START Selected passage

But regardless of how defendants can obtain information about other restitution awards, the fact that Congress drafted the statute to require defendants to reimburse victims for “the full amount” of their losses reflects the policy judgment that child victims should be fully compensated for their losses in the most efficient manner possible; defendants, rather than child victims, should bear the responsibility of filing additional lawsuits against other responsible parties in order to apportion responsibility among them. Cf. In re Amy Unknown, 701 F.3d at 760 (noting that section 2259 “reflects a broad restitutionary purpose”). Both Congress and the courts are familiar with this approach of shifting responsibility for apportionment to defendants, as this is essentially the same approach used in CERCLA litigation. See, e.g., Burlington N. and Santa Fe Ry. Co. v. United States, 556 U.S. 599, 614-15, 129 S.Ct. 1870, 173 L.Ed.2d 812 (2009). This interpretation not only reflects the plain language of the statute, but also embraces the sensible policy choice that the responsibility for potentially burdensome litigation should fall on people who commit crimes against children, rather than on those children.
Here, the district court calculated its restitution award based on two erroneous premises: (1) that restitution can be awarded only for losses that the defendant proximately caused and (2) that restitution awards cannot reflect joint and several liability. United States v. Fast, 876 F.Supp.2d 1087, 1088-89 (D.Neb.2012). Thus, Vicky has satisfied the second element of mandamus: that “the district court clearly and indisputably erred in the restitution amount it awarded her____” See supra at 720.
B.
The third and final element that Vicky must show to entitle her to mandamus
II.
Because Vicky has satisfied all three mandamus elements, I would grant her petition for mandamus. Consequently, I would remand for the district court to recalculate Vicky’s losses under section 2259(b)(3) and to enter a restitution order reflecting “the full amount” of her losses as required by section 2259(b)(1).
. According to the Sixth Circuit, approximately 300 defendants already have been convicted of possessing Vicky's images. United States v. Gamble, Nos. 11-5394/5544, 709 F.3d 541, 554 (6th Cir. Feb. 27, 2013).
. The majority concludes that section 3664(h) permits courts to impose joint and several liability only when there are multiple defendants in a single case. See supra at 723 n. 6. Section 3664(h) provides, “If the court finds that more than 1 defendant has contributed to the loss of a victim, the court may make each defendant liable for payment of the full amount of restitution or may apportion liability among the defendants to reflect the level of contribution to the victim's loss and economic circumstances of each defendant.” I agree with the Fifth Circuit that "nothing in § 3664 forbids” imposition of joint and several liability on defendants in separate cases. See In re Amy Unknown, 701 F.3d at 770.

END Selected passage
START Given records

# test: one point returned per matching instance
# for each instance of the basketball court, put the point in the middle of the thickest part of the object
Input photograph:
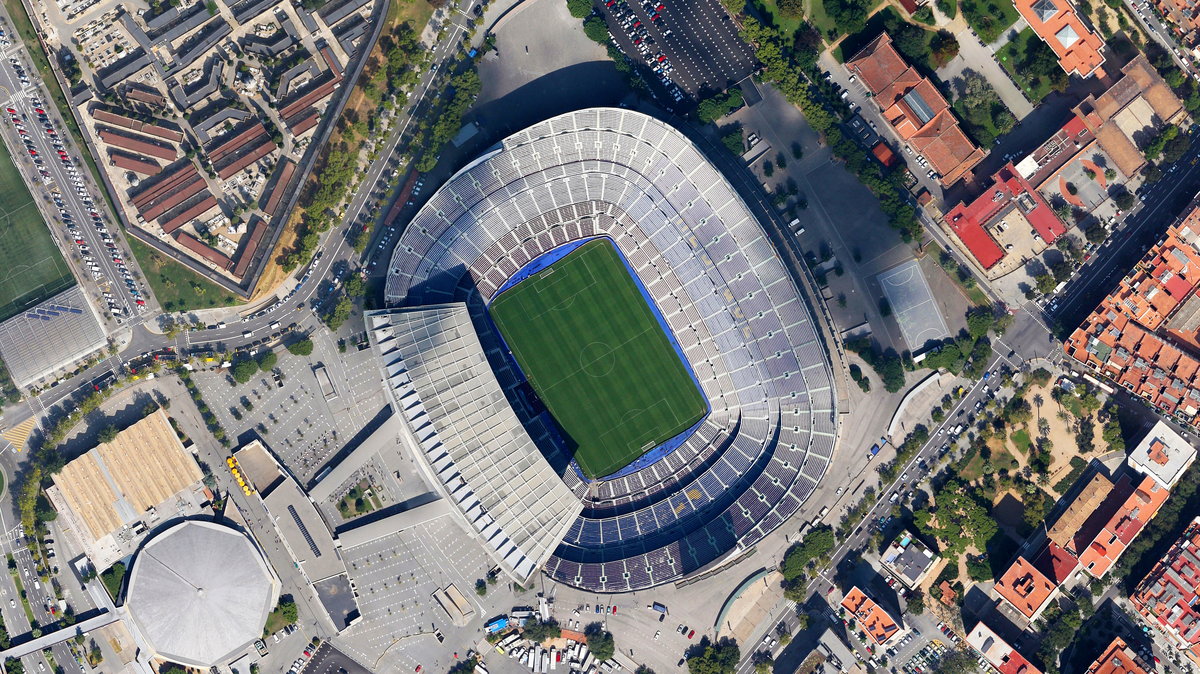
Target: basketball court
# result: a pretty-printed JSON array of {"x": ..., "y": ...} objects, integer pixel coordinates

END Given records

Problems to solve:
1. Extract from the restitution passage everything from "Here, the district" down to "by section 2259(b)(1).".
2. In one to three sentences, explain why the restitution passage says defendants, not child victims, should file any additional lawsuits needed to apportion responsibility.

Task results:
1.
Here, the district court calculated its restitution award based on two erroneous premises: (1) that restitution can be awarded only for losses that the defendant proximately caused and (2) that restitution awards cannot reflect joint and several liability. United States v. Fast, 876 F.Supp.2d 1087, 1088-89 (D.Neb.2012). Thus, Vicky has satisfied the second element of mandamus: that “the district court clearly and indisputably erred in the restitution amount it awarded her____” See supra at 720.
B.
The third and final element that Vicky must show to entitle her to mandamus
II.
Because Vicky has satisfied all three mandamus elements, I would grant her petition for mandamus. Consequently, I would remand for the district court to recalculate Vicky’s losses under section 2259(b)(3) and to enter a restitution order reflecting “the full amount” of her losses as required by section 2259(b)(1).

2. Congress required defendants to pay "the full amount" of victims' losses, which reflects a policy judgment that child victims should be fully compensated as efficiently as possible. The burden of potentially heavy litigation should fall on the people who commit crimes against children rather than on the children.